■ Task directions: Copy every one of the records below, requests included, and multiply each coordinate in the answers by 0.4, rounding to the nearest whole number with halves going up. Leave the pictures out.

■ Dataset records:
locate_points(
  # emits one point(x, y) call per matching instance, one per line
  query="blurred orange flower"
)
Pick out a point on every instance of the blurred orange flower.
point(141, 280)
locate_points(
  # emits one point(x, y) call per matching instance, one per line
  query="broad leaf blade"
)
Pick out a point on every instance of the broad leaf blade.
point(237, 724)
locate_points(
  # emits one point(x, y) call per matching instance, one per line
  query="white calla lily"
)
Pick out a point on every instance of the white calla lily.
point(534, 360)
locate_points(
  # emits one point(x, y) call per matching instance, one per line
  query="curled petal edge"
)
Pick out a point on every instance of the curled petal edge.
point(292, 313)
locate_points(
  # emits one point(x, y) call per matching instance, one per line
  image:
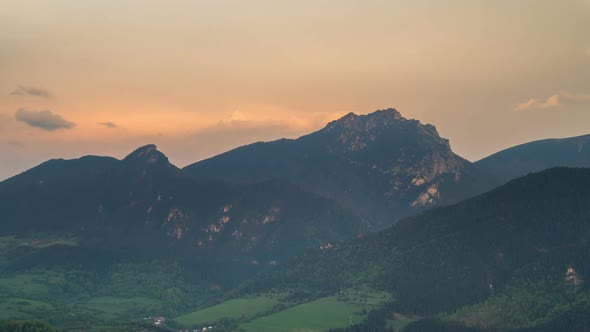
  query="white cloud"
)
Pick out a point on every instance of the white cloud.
point(563, 98)
point(44, 119)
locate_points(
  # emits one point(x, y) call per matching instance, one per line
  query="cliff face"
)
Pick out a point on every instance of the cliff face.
point(382, 165)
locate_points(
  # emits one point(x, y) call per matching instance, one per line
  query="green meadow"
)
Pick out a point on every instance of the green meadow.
point(319, 315)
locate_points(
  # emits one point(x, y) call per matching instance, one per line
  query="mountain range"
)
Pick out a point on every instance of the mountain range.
point(377, 200)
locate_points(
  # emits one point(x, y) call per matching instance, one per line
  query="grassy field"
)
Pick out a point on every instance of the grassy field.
point(320, 315)
point(236, 308)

■ The answer:
locate_points(
  # emits one point(x, y) call per matching instance, one per line
  query="blurred orange flower"
)
Pick out a point on every instance of the blurred orange flower.
point(56, 112)
locate_points(
  # emits one point(x, y) call per matching instance, one per line
  query="broad leaf blade"
)
Pick out a point on every instance of the broad leaf blade.
point(95, 290)
locate_points(
  # emits one point(x, y) call per matching instance, one per line
  query="white calla lily"
)
Pick out a point on every instance of the white calla lily.
point(214, 144)
locate_points(
  # emits one point(x, y) call per matching instance, one per line
  query="curled petal edge"
)
Pick out a point on every instance of the curled petal edge.
point(117, 125)
locate_points(
  # emits one point(x, y) call per matching instance, one per line
  image:
  query="white cloud"
)
Pick out a point on every instance of the white cloud.
point(225, 39)
point(18, 48)
locate_points(
  # emits one point(x, y) call per matching instance, one per line
  query="cliff face"
)
Pick out a point on every instance of the cliff face.
point(153, 66)
locate_points(
  # emits one point(x, y) call per matching instance, one per line
  query="green meadow"
)
Pick out a point on every instance of the green meadow.
point(128, 126)
locate_points(
  # emits one point(x, y) call per matching instance, one per line
  query="mountain range"
)
Pick out a point on every instance of the mountain range.
point(151, 80)
locate_points(
  # emits one point(x, y) call per matching instance, one per line
  query="grassy field"
)
Pick out a point on every instance of the grassy field.
point(128, 126)
point(94, 123)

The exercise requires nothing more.